- To do: Please return every line of the data below that contains the string "positive".

- Collection entries:
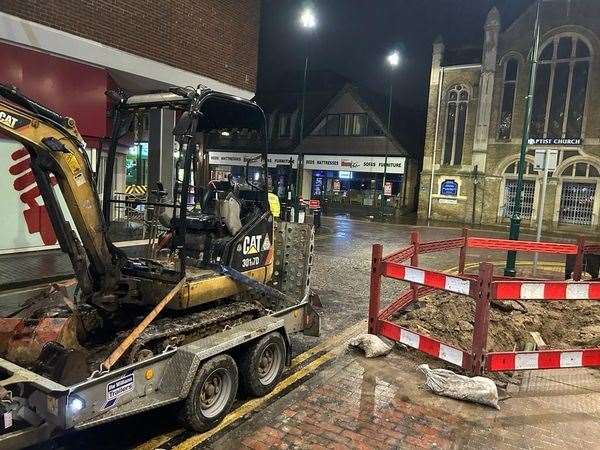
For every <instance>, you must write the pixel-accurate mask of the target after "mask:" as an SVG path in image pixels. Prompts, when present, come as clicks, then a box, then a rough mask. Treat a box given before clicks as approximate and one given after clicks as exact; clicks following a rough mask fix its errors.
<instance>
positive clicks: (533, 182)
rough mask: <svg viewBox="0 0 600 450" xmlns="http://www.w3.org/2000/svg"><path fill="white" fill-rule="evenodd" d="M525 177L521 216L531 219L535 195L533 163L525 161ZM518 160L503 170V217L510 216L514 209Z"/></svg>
mask: <svg viewBox="0 0 600 450" xmlns="http://www.w3.org/2000/svg"><path fill="white" fill-rule="evenodd" d="M526 164H527V169H526V170H525V178H524V180H523V197H522V200H521V217H522V218H524V219H531V213H532V212H533V200H534V195H535V176H536V172H535V170H534V169H533V164H532V163H531V162H530V161H527V162H526ZM518 167H519V162H518V161H516V162H514V163H511V164H509V165H508V166H507V167H506V169H505V170H504V205H503V208H502V216H503V217H507V218H508V217H512V215H513V212H514V209H515V199H516V197H517V174H518Z"/></svg>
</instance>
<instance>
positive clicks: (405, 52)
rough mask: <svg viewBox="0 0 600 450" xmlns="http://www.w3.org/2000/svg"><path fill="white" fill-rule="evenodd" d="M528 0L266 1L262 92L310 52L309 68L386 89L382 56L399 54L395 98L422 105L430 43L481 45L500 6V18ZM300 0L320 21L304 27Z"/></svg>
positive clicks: (263, 14)
mask: <svg viewBox="0 0 600 450" xmlns="http://www.w3.org/2000/svg"><path fill="white" fill-rule="evenodd" d="M531 2H532V0H316V1H312V2H307V1H300V0H264V1H263V10H262V28H261V48H260V63H259V86H258V89H259V91H261V90H262V91H268V90H274V89H276V88H277V84H278V83H279V81H280V80H281V78H282V77H283V76H286V74H289V73H291V71H294V70H295V71H298V70H302V69H303V67H304V55H305V54H306V51H308V52H309V55H310V58H311V70H332V71H335V72H337V73H339V74H341V75H343V76H345V77H347V78H349V79H351V80H353V81H354V82H355V83H357V84H358V85H359V86H361V87H364V88H368V89H371V90H373V91H376V92H379V93H384V92H387V89H388V86H389V80H390V72H389V68H388V67H387V66H386V64H385V57H386V55H387V54H388V53H389V51H390V50H391V49H394V48H397V49H398V50H400V52H401V55H402V61H401V64H400V66H399V67H398V68H397V69H396V70H395V71H394V74H393V77H394V78H393V80H394V97H395V100H396V103H397V104H399V105H402V106H405V107H410V108H414V109H421V110H425V107H426V102H427V91H428V88H429V74H430V65H431V45H432V43H433V41H434V39H435V38H436V36H438V35H442V36H443V38H444V42H445V43H446V45H447V46H450V47H456V46H463V45H470V46H481V43H482V37H483V23H484V22H485V17H486V15H487V12H488V11H489V10H490V8H491V7H492V6H494V5H497V6H498V8H499V9H500V11H501V13H502V19H503V22H504V24H505V23H507V22H508V21H512V20H513V19H514V18H515V17H516V16H518V15H519V14H520V13H521V12H522V11H523V10H524V9H525V8H526V7H527V5H528V4H530V3H531ZM304 5H312V7H313V9H314V11H315V12H316V14H317V18H318V25H317V28H316V29H315V30H314V31H313V32H311V33H310V34H307V33H306V31H305V30H303V29H301V27H300V26H299V24H298V16H299V13H300V11H301V10H302V9H303V6H304Z"/></svg>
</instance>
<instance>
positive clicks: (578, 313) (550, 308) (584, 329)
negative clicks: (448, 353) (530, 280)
mask: <svg viewBox="0 0 600 450" xmlns="http://www.w3.org/2000/svg"><path fill="white" fill-rule="evenodd" d="M523 305H524V306H525V307H526V308H527V311H526V312H521V311H511V312H504V311H500V310H499V309H497V308H491V310H490V325H489V332H488V344H487V349H488V351H513V350H524V349H525V344H526V343H527V342H532V341H533V340H532V338H531V335H530V332H532V331H537V332H538V333H540V335H541V336H542V338H543V339H544V341H545V342H546V344H547V345H548V348H551V349H552V348H556V349H569V348H595V347H600V302H591V301H587V302H586V301H561V302H541V301H525V302H523ZM515 306H516V307H518V305H516V304H515ZM410 308H412V309H411V310H410V311H408V312H403V313H400V314H398V315H396V316H395V317H394V318H393V319H392V320H393V321H394V322H396V323H398V324H399V325H401V326H403V327H406V328H408V329H410V330H412V331H415V332H418V333H423V334H426V335H428V336H431V337H433V338H436V339H439V340H441V341H442V342H444V343H447V344H450V345H454V346H457V347H459V348H461V349H463V350H470V348H471V344H472V339H473V318H474V314H475V301H474V300H473V299H472V298H470V297H464V296H461V295H456V294H450V293H447V292H439V293H436V294H432V295H430V296H427V297H425V298H422V299H420V300H419V301H417V302H415V303H414V304H413V305H411V307H410Z"/></svg>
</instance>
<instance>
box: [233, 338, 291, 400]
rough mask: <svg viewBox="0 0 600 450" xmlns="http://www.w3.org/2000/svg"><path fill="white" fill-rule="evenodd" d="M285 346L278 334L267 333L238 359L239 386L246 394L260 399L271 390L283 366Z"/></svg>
mask: <svg viewBox="0 0 600 450" xmlns="http://www.w3.org/2000/svg"><path fill="white" fill-rule="evenodd" d="M285 352H286V345H285V342H284V340H283V337H282V336H281V334H280V333H278V332H273V333H269V334H267V335H266V336H264V337H263V338H262V339H260V340H258V341H257V342H256V343H255V344H253V345H251V346H250V347H249V348H248V351H247V352H245V353H244V354H243V355H242V356H241V357H240V372H241V377H240V384H241V386H242V389H243V391H244V392H245V393H246V394H249V395H252V396H255V397H261V396H263V395H266V394H268V393H269V392H271V391H272V390H273V388H274V387H275V385H276V384H277V383H278V382H279V379H280V378H281V375H282V373H283V368H284V366H285Z"/></svg>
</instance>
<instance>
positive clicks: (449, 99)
mask: <svg viewBox="0 0 600 450" xmlns="http://www.w3.org/2000/svg"><path fill="white" fill-rule="evenodd" d="M468 104H469V92H468V91H467V90H466V89H465V87H464V86H461V85H456V86H453V87H452V89H450V91H448V113H447V115H446V138H445V140H444V160H443V162H444V164H451V165H460V164H461V162H462V150H463V144H464V141H465V126H466V121H467V107H468Z"/></svg>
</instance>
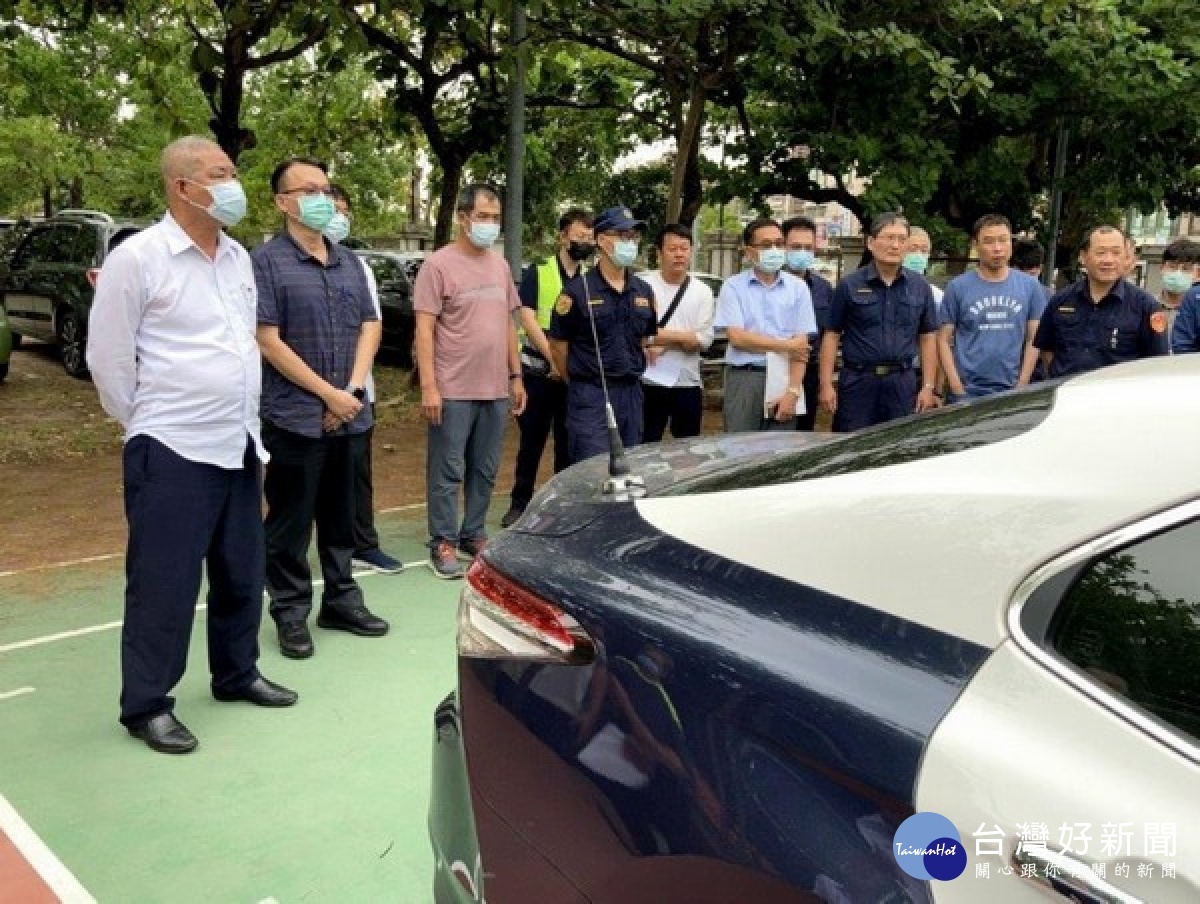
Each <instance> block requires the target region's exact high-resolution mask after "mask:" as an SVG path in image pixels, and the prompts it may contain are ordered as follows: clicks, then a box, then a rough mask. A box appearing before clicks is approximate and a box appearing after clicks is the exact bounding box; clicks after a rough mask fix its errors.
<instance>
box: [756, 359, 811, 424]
mask: <svg viewBox="0 0 1200 904" xmlns="http://www.w3.org/2000/svg"><path fill="white" fill-rule="evenodd" d="M791 376H792V359H791V357H790V355H786V354H784V353H781V352H767V387H766V389H764V391H763V394H762V417H763V420H770V419H772V418H773V417H774V415H775V408H776V407H778V406H779V402H780V400H782V397H784V394H785V393H786V391H787V387H788V382H790V381H791ZM804 413H805V406H804V395H803V394H802V395H799V396H798V397H797V400H796V414H797V417H799V415H800V414H804Z"/></svg>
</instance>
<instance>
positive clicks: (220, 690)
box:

- Completed task:
positive clicks: (533, 182)
positive clicks: (405, 52)
positive clicks: (263, 14)
positive clicks: (578, 313) (550, 308) (584, 329)
positive clicks: (449, 99)
positive clicks: (220, 690)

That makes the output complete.